• WHAT THIS TASK INVOLVES: In the listing below, locate the line containing "Could you kindly annotate the tree in"; reproduce that line and all lines that follow it, unchanged.

• Pointing dataset records:
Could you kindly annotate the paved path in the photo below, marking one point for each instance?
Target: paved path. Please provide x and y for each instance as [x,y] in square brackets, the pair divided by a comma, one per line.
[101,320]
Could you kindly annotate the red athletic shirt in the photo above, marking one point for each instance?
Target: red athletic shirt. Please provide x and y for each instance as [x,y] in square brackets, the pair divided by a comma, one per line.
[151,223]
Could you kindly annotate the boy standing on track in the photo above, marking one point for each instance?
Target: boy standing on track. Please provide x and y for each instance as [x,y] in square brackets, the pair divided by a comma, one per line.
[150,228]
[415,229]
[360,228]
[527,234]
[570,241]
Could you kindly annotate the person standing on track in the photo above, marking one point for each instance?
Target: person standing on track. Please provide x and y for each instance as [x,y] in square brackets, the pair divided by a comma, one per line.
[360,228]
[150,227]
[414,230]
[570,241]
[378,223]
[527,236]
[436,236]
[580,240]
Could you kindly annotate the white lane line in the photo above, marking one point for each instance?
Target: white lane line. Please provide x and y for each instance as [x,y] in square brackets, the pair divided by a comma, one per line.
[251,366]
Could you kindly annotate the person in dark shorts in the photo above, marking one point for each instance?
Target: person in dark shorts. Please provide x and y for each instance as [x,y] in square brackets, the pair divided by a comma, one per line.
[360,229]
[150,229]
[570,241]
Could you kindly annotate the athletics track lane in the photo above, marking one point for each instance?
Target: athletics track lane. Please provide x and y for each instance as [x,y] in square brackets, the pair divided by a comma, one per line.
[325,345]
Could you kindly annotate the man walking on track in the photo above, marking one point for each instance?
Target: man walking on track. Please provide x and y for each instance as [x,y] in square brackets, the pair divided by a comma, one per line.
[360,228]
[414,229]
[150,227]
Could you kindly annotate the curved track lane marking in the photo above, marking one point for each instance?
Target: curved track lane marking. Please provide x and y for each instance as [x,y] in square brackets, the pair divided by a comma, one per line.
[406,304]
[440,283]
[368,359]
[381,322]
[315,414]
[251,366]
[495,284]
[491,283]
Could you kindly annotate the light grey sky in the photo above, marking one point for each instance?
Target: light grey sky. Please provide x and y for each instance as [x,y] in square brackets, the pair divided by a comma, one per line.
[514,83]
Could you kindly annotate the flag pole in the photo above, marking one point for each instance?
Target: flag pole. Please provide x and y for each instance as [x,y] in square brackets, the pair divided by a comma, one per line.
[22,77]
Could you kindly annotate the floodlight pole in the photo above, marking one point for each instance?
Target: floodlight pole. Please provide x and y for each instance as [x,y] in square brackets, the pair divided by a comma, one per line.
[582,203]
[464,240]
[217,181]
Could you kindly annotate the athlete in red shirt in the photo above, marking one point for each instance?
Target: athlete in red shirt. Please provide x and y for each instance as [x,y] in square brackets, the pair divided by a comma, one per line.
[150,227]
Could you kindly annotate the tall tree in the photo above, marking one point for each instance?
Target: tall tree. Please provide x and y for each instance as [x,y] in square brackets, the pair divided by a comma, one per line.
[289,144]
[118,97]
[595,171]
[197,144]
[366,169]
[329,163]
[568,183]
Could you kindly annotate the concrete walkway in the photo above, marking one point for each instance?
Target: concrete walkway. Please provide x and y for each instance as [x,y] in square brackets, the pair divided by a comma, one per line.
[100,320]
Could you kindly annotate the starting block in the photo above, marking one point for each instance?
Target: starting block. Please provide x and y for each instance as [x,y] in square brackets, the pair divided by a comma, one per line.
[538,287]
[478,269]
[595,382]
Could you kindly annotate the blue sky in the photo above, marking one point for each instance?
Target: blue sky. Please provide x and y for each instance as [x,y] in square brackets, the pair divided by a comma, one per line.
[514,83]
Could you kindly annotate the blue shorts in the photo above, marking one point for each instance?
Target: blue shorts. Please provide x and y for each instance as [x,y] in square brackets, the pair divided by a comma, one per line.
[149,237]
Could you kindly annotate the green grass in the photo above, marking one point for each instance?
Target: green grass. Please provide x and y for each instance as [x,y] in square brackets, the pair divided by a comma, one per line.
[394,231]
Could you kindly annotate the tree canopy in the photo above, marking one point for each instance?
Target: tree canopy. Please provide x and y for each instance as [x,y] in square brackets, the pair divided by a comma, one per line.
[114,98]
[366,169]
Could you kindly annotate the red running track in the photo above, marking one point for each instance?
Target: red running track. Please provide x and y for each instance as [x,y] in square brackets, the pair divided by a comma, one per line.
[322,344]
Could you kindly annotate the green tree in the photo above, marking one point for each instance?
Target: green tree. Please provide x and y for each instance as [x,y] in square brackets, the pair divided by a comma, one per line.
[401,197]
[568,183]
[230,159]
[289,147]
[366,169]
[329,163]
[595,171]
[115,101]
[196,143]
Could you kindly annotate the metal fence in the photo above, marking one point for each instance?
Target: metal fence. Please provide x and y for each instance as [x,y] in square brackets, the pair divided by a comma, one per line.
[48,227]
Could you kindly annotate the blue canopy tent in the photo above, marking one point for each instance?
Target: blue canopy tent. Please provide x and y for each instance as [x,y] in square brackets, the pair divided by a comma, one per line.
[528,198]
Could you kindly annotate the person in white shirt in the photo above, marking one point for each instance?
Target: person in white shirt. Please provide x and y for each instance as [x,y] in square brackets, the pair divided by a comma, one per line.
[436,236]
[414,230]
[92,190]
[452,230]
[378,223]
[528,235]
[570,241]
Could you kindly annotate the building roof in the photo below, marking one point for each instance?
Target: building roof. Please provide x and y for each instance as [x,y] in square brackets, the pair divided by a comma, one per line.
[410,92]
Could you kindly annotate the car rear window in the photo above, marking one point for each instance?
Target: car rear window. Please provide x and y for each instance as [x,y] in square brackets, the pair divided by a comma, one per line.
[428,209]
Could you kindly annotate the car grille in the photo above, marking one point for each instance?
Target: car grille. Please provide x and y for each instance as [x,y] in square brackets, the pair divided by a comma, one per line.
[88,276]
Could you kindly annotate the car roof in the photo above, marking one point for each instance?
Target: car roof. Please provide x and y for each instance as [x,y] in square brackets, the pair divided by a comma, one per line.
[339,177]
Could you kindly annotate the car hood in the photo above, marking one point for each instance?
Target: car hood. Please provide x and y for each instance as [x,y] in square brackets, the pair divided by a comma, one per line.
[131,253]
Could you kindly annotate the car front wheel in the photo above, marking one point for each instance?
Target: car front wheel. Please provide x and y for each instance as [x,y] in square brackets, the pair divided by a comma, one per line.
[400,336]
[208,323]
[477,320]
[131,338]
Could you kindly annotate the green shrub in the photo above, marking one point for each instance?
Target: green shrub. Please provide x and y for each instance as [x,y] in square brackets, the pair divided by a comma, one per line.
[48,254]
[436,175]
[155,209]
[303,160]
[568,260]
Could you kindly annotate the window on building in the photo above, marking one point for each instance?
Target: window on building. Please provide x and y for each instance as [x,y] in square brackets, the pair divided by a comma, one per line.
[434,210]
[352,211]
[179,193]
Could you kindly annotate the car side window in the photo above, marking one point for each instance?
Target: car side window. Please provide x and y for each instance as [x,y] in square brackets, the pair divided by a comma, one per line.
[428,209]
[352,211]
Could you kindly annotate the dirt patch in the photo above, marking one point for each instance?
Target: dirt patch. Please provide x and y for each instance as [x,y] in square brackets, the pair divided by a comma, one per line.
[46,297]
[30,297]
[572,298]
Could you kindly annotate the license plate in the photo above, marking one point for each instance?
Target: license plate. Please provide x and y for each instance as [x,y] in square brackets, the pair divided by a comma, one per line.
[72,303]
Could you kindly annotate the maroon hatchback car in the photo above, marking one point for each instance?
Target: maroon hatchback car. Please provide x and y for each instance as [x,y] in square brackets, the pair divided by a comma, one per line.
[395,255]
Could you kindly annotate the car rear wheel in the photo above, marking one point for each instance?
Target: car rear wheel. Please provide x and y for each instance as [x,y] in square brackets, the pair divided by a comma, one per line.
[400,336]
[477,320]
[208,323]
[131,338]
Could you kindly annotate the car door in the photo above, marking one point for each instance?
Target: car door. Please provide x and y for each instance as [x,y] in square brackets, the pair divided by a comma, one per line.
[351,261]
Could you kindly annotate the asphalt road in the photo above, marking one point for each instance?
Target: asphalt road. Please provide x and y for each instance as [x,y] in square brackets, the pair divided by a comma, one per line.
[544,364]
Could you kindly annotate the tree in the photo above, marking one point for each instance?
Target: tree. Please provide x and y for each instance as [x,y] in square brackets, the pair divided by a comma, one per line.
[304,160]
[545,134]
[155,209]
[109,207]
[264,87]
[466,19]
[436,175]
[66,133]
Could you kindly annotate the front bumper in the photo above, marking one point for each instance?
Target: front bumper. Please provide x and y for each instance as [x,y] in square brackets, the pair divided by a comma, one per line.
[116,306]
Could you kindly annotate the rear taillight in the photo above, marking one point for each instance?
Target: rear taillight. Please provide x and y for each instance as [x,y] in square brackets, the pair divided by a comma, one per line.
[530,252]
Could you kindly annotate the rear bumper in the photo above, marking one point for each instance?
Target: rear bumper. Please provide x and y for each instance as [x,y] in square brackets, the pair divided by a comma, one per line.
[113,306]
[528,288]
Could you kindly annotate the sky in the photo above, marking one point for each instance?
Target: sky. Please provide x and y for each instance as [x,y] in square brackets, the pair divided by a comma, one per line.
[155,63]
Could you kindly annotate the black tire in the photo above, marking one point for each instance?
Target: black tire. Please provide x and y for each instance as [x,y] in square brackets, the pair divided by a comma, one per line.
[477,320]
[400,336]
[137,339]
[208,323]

• RIGHT ANSWER:
Could you kindly annotate the tree in the photo above, marking one point for each instance?
Target: tree. Please provide x and y for each instance as [x,y] in square brackets, the pair divided by a comma, one per line.
[304,160]
[545,134]
[155,209]
[109,207]
[264,87]
[466,19]
[436,175]
[66,133]
Could you kindly annotate the front bumper in the photo above, marking one point for each instance?
Target: front bumper. Please provide x and y for each instance as [x,y] in square brackets, the pair divided by a comma, one per line.
[116,306]
Could you kindly annotate the rear taillight in the photo above, marking one point for each instance?
Target: rear taillight. Please provide x and y for each instance as [x,y] in square brackets, the pair divided by a comma, one per line.
[530,252]
Could you kindly annotate the rear bumper in the photo above, marking one point for each instance?
Target: rear bumper. Please provide x and y for each instance as [x,y] in square brackets, the pair divided by a comma, one per line.
[113,306]
[528,288]
Could you kindly annotate the sky in the photo above, marking one point for each instance?
Target: sky. Please provide x and y for each instance as [x,y] in square brackets, the pair divided by a comma, one per line.
[155,63]
Could you kindly annotate the black tire in the photo above, marking one point for each instance?
Target: black tire. Please provide x and y for each instance as [x,y] in square brackets, the pair divided by a comma, one per line.
[477,320]
[400,336]
[137,339]
[208,323]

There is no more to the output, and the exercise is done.